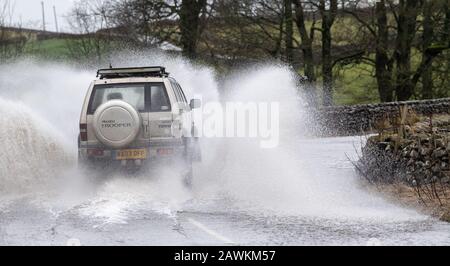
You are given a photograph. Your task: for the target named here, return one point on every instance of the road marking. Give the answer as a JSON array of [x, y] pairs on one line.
[[211, 232]]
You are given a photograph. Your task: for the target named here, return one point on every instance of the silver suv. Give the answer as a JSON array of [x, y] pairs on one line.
[[135, 116]]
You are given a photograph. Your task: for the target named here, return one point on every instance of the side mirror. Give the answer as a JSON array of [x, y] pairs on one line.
[[195, 103]]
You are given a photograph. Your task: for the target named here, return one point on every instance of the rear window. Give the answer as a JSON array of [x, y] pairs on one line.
[[143, 96]]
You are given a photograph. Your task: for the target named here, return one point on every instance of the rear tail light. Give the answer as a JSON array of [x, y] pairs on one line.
[[164, 151], [83, 132], [95, 152]]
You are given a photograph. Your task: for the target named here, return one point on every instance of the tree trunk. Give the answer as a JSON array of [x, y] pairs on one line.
[[189, 25], [328, 17], [406, 28], [382, 67], [427, 40], [307, 50], [289, 31]]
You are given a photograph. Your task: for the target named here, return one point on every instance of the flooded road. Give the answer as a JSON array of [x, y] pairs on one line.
[[303, 192]]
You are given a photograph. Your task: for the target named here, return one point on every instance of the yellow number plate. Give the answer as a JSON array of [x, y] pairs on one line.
[[133, 154]]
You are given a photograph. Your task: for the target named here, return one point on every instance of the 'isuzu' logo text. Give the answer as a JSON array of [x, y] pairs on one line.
[[114, 124]]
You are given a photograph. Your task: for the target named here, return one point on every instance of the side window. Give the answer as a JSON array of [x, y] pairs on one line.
[[182, 93], [159, 102], [176, 91]]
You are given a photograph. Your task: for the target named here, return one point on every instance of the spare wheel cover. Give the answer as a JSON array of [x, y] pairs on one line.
[[116, 123]]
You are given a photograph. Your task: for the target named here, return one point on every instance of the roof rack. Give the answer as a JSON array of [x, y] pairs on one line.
[[154, 71]]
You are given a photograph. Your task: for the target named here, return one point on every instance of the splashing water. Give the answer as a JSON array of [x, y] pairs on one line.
[[39, 116]]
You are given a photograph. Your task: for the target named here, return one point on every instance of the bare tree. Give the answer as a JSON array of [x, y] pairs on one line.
[[306, 46], [328, 11], [12, 37], [89, 19]]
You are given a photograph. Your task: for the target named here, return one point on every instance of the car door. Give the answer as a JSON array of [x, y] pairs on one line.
[[160, 111]]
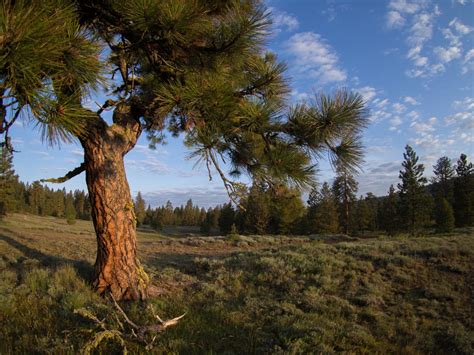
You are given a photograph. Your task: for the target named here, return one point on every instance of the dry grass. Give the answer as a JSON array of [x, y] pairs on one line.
[[245, 295]]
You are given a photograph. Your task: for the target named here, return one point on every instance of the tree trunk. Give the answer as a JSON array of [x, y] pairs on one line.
[[117, 269]]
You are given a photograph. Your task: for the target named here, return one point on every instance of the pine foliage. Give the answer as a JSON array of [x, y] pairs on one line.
[[414, 202]]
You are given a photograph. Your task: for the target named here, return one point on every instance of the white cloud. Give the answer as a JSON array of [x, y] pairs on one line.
[[469, 56], [413, 115], [283, 20], [314, 56], [461, 28], [468, 62], [462, 122], [422, 28], [202, 196], [395, 20], [396, 121], [367, 92], [381, 103], [410, 100], [406, 6], [398, 107], [424, 127], [446, 55], [149, 165]]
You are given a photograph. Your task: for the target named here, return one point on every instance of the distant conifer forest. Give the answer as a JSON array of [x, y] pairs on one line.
[[414, 206]]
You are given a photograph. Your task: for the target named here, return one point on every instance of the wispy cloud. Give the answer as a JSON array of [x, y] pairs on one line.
[[314, 57], [203, 196], [410, 100], [462, 121], [283, 21]]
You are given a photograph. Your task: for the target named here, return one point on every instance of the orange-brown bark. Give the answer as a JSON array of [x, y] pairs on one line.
[[117, 269]]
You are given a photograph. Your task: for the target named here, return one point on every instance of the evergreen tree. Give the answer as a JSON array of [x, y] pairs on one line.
[[444, 173], [389, 214], [322, 211], [286, 211], [189, 214], [372, 203], [70, 211], [8, 183], [226, 218], [345, 188], [196, 68], [140, 206], [79, 202], [257, 210], [362, 217], [444, 216], [464, 193], [415, 203]]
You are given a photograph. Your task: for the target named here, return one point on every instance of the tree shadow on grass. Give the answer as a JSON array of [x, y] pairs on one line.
[[83, 268]]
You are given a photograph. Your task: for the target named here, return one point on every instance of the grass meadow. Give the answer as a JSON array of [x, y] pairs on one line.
[[242, 295]]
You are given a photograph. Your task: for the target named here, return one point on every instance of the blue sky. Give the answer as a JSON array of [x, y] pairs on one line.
[[412, 60]]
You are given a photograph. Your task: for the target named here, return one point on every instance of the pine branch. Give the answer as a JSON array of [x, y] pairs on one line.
[[68, 176]]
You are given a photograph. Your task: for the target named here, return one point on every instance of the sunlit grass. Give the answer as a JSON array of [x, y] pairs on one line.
[[243, 295]]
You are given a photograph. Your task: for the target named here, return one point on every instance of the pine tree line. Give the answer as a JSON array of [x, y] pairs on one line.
[[445, 203]]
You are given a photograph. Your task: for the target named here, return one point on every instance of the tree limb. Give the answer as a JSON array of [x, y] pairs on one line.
[[68, 176]]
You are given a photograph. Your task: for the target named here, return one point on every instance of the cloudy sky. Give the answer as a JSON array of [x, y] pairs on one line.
[[412, 60]]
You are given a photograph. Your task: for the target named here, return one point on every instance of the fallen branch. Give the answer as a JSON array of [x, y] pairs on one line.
[[68, 176], [141, 331]]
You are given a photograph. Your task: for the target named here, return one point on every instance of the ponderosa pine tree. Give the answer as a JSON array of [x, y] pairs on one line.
○ ○ ○ ○ ○ ○ ○
Update every one of the lines above by putting "image" wherever "photograph" appears, with nothing else changed. Leave the pictures out of your answer.

> [COMPLETE OUTPUT]
You are given a image. Your task: for the target named here, return one point on every instance of the road marking. Give the answer as a JSON array of [x, y] pairs on one line.
[[211, 232]]
You are given a image. Your task: for the target named here, return one point on every instance of the silver suv. Give the answer as a JSON array of [x, y] pairs on one line.
[[135, 116]]
You are given a image. Your task: for the target named here, return one point on every instance of the side mirror. Give the answer as a JSON array of [x, y] pairs on one line.
[[195, 103]]
You are given a image. Your task: for the target named here, return one point on every instance of the rear window. Give the answer as a JSON array of [x, y] pairs on one line.
[[143, 96]]
You are given a image. Your task: for the target named here, return one point on every instance of the rear tail light. Give the answer as a JSON array of [x, y] pairs on one line.
[[164, 151], [83, 132], [95, 152]]
You are given a image. Your task: for the target named here, return one point on every instance of the tree trunk. Give the answer as a JSON array of [x, y] pairs on one line.
[[189, 25], [328, 17], [406, 28], [382, 67], [427, 40], [307, 50], [289, 31]]
You are given a image. Your task: for the target named here, return one point on every instance of the flooded road. Give the answer as a JSON array of [x, y] pairs on one line.
[[303, 192]]
You are given a image. Your task: for the target named here, return one point on every instance of the yellow number plate. Give the answer as a JSON array of [x, y] pairs on one line.
[[133, 154]]
You are given a image. Your task: for the target named here, return one point on every instance of the 'isuzu' logo text. Give the answer as a JSON array of [x, y] pairs on one line.
[[114, 124]]
You are given a image. Your task: for the target named here, return one point on every instance of the side window. Give the answer as a JSON array of [x, y] pairs on one line.
[[182, 93], [159, 102], [176, 91]]
You are given a image. Your task: for the target named here, return one point on every instance of the spare wheel cover. Give the answer as a JSON array of [x, y] pairs on one line.
[[116, 123]]
You are given a image. Your task: for the target named here, return one point on every instance of the roof rack. Give the answer as a JSON array of [x, y] pairs on one line.
[[154, 71]]
You are given a image. Your task: for the target named here, return one point on every instance of the splashing water. Give the answer as a JSON array of [x, y] pairs on one line.
[[39, 116]]
You are given a image. Your task: for the target named here, return one point on every instance of the bare tree. Give the answer as a JSON array of [x, y] pairs on one line.
[[306, 46], [328, 11], [12, 37], [89, 19]]
You are given a image. Your task: for the target named here, return one point on every instance of the car door. Give the answer as a JSON array of [x, y] pairs on one line.
[[160, 111]]
You are given a image. Your task: for the target named here, return one point on every instance of the dry grass. Give the answer as a JSON array of [x, y] pairs on one line.
[[245, 295]]
You are given a image. Your task: for the target named here, return one point on every instance of the tree trunk. Give the answer as a JSON array of [x, y] pairs on one line.
[[117, 269]]
You are given a image. Your task: for the target named here, return one point on every instance of the pine foliage. Give the answer as a JSON array of [x, y] pairs on one line.
[[414, 202]]
You are given a image. Your task: for the target named here, return one point on every instance of the white cloud. Give the answer as a JSON array of [x, y] pairs on one line.
[[469, 56], [413, 115], [283, 20], [314, 56], [461, 28], [468, 62], [462, 122], [422, 28], [202, 196], [395, 20], [396, 121], [367, 92], [381, 103], [410, 100], [406, 6], [398, 107], [424, 127], [446, 55], [149, 165]]
You are given a image. Your task: for the target named here, return one point on every instance of the distant conifer forest. Give the answer as a JSON array of [x, y] pairs on one line.
[[414, 206]]
You are given a image. Your task: for the target named here, return one point on every instance of the wispy cloud. Give the answer as a JSON array of [x, y] pairs on one line.
[[314, 57], [203, 196], [410, 100], [462, 121], [283, 21]]
You are given a image. Your task: for the target named here, return one point on every instance of the orange-brown bark. Give the answer as a JSON array of [x, y] pairs on one line.
[[117, 269]]
You are given a image. Your task: for the target named here, return one point on every instance of the evergreen tree. Give the answer as a JSON array of [x, y] pairs on one line.
[[444, 173], [389, 214], [322, 211], [286, 211], [189, 214], [372, 203], [70, 211], [8, 183], [226, 218], [345, 188], [196, 68], [140, 206], [79, 202], [257, 210], [362, 217], [444, 216], [464, 193], [415, 203]]
You are given a image. Your task: for the target named here, return one point on every instance of the tree shadow on grass. Give the answer as a JSON array of [x, y] pairs on one line.
[[83, 268]]
You are given a image. Your task: for the target named here, return one point on every instance of the grass meadow. Give the answer as a JSON array of [x, y] pairs on one line.
[[242, 295]]
You are given a image. Your task: for the target named here, return one point on every instance of the blue sky. Give the answer as a JSON array of [x, y] pairs on one line.
[[412, 60]]
You are given a image. Your task: for the target named here, return one point on every instance of the pine branch. Give the answer as a JSON array of [x, y] pairs on one line.
[[68, 176]]
You are given a image. Your task: for the target named here, return one point on every instance of the sunlit grass. Give the answer as a JSON array of [x, y] pairs on one line.
[[243, 295]]
You are given a image. Your task: for the target named here, return one point on every instance of the pine tree line. Give the answer as a JSON array of [x, y] pairs on one line.
[[445, 203]]
You are given a image. Your task: for the target named here, return one point on every instance of the tree limb. Give the answer as a JSON array of [x, y] pairs on one line.
[[68, 176]]
You are given a image. Your task: for the target named here, return one point on every instance of the cloudy sky. Give the answer as a JSON array of [x, y] pairs on one line.
[[412, 60]]
You are given a image. Your task: for the target named here, return one point on every instance of the fallen branch. Give the answer as a JSON array of [x, y] pairs on one line.
[[68, 176], [141, 331]]
You are given a image. Your task: for the target named here, return one point on every instance of the ponderosa pine tree. Give the answer as a JSON array of [x, y] pairs on one line.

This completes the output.